(3) The Undu Promontory East of Mount Thuku

East of Mount Thuku the hilly backbone of the promontory is of much less elevation. About three miles to the eastward the highest hill is 630 feet, and thence to within a mile or two of Undu Point the hills retain a height of 400 to 500 feet.

(a) The north coast between Mount Thuku and the coast village of Nuku-ndamu.—On this stretch of coast, about five miles in length, the shore-cliffs are composed of white and pale-yellow, coarse and fine stratified pumice-tuffs, the beds being either horizontal or with a gentle dip northward. They are as a rule non-calcareous, and contain some quartz grains and small bits, 1 to 3 millimetres in size, of bottle green compact obsidian, much as one finds in Lipari pumice-tuffs. In general character, both naked-eye and microscopic, they correspond to the Mount Thuku pumice-tuffs above described. Large blocks of basic rocks are occasionally to be observed on this coast, sometimes probably indicating dykes, but in one place near Mount Thuku forming an agglomerate. The rock is a dark-grey augite-andesite with a specific gravity of 2·77. It is compact and has a hemi-crystalline groundmass.[[106]]

(b) The south coast between Mount Thuku and Moala, a distance of about five miles.—Pumice-tuffs and agglomerates are displayed at the coast, the former often bedded and in one place having a dip of 35 or 40 degrees to the north. A quartz-porphyry, somewhat banded and a little altered, and displaying rounded quartz crystals 3 or 4 millimetres in size, is the prevailing massive rock exposed on the hill-slopes and occasionally at the coast. It is well exhibited about a mile east of Mount Thuku. Blocks of a grey oligoclase-trachyte also occur. These rocks are described on pages [308], [309].

- **Supplied material**
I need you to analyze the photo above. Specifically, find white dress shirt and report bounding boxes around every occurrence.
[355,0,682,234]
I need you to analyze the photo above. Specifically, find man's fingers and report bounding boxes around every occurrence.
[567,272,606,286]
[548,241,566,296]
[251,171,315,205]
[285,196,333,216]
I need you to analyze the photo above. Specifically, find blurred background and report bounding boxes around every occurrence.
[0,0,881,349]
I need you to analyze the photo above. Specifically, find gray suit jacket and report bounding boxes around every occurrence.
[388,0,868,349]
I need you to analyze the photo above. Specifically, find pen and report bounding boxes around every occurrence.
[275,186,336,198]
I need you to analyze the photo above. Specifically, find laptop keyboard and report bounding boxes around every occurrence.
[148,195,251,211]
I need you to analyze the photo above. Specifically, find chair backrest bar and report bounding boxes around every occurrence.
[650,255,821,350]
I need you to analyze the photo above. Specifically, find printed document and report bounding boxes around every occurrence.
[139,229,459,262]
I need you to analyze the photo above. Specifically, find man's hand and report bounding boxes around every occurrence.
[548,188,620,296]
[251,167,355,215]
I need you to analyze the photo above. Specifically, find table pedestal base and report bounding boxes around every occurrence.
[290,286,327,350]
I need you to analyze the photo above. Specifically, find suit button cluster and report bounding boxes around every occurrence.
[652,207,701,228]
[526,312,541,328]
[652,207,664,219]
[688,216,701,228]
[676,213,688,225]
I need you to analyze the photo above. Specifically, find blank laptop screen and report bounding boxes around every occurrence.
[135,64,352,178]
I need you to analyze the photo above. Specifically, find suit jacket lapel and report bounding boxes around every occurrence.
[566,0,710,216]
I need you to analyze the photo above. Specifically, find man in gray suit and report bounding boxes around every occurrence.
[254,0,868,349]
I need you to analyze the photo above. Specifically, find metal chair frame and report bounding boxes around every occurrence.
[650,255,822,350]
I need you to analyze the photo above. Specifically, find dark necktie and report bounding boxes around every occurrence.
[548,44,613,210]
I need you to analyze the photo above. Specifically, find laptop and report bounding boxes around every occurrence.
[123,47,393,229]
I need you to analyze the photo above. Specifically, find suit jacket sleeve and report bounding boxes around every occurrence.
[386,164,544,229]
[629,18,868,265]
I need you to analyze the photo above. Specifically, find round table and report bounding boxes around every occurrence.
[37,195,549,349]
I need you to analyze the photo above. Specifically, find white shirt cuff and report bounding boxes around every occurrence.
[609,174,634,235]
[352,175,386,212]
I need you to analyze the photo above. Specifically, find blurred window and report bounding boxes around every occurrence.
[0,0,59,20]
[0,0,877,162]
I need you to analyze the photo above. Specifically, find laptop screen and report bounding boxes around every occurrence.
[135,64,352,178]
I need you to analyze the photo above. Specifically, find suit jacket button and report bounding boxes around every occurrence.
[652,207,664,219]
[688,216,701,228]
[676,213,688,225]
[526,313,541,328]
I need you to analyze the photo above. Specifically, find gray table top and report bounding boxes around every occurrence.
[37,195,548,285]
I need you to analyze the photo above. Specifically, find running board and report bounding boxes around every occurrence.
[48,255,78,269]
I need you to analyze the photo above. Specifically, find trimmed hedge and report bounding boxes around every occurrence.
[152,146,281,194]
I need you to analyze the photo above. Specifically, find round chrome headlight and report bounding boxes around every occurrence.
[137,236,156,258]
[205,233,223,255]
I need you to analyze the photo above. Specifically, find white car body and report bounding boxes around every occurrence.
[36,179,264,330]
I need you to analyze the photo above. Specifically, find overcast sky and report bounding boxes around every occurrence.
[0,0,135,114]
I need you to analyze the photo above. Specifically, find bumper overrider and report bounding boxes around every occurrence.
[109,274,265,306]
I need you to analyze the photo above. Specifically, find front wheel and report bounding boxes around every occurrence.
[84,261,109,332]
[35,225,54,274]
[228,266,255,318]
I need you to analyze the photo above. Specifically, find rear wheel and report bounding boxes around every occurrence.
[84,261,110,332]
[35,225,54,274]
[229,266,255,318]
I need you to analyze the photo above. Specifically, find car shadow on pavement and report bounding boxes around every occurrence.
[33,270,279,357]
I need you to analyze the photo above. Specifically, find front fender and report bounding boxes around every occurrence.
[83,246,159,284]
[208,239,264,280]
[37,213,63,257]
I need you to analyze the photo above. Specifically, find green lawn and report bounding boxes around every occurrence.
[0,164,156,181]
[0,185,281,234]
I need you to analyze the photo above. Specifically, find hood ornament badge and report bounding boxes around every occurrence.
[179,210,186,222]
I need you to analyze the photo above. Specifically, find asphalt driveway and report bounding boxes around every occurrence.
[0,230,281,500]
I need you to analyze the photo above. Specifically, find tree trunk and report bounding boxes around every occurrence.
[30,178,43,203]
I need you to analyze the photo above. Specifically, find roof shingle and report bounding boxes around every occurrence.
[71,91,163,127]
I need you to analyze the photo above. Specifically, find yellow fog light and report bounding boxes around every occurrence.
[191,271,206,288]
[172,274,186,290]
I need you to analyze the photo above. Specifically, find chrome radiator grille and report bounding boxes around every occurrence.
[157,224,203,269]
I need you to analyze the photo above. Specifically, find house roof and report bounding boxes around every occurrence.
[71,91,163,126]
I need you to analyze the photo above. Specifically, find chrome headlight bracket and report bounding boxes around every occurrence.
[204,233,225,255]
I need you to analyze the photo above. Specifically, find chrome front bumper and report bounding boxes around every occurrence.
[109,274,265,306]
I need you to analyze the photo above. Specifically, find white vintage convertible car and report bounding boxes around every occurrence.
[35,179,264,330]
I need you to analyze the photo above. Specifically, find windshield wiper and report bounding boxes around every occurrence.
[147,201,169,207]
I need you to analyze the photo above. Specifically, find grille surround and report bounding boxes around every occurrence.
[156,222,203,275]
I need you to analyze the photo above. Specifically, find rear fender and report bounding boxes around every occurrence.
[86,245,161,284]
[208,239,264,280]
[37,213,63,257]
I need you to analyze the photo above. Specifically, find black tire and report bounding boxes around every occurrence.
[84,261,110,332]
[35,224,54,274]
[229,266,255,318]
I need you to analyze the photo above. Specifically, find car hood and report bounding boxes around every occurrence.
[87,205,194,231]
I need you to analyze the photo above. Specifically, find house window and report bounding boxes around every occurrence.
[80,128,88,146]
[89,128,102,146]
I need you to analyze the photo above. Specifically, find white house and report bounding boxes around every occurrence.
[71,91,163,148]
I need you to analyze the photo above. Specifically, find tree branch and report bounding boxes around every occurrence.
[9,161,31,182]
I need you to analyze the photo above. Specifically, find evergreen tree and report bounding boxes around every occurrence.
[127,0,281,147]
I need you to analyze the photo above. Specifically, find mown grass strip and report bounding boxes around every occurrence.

- **Problem 1**
Answer these from the Undu Promontory passage:
(a) How high is the highest hill about three miles east of Mount Thuku?
(b) What specific gravity is given for the dark-grey augite-andesite?
(c) What size are the rounded quartz crystals in the quartz-porphyry?
- **Problem 2**
Print the Undu Promontory passage from "(b) The south" up to and including "pages [308], [309]." with no changes.

- **Answer 1**
(a) 630 feet.
(b) 2·77.
(c) 3 or 4 millimetres.

- **Answer 2**
(b) The south coast between Mount Thuku and Moala, a distance of about five miles.—Pumice-tuffs and agglomerates are displayed at the coast, the former often bedded and in one place having a dip of 35 or 40 degrees to the north. A quartz-porphyry, somewhat banded and a little altered, and displaying rounded quartz crystals 3 or 4 millimetres in size, is the prevailing massive rock exposed on the hill-slopes and occasionally at the coast. It is well exhibited about a mile east of Mount Thuku. Blocks of a grey oligoclase-trachyte also occur. These rocks are described on pages [308], [309].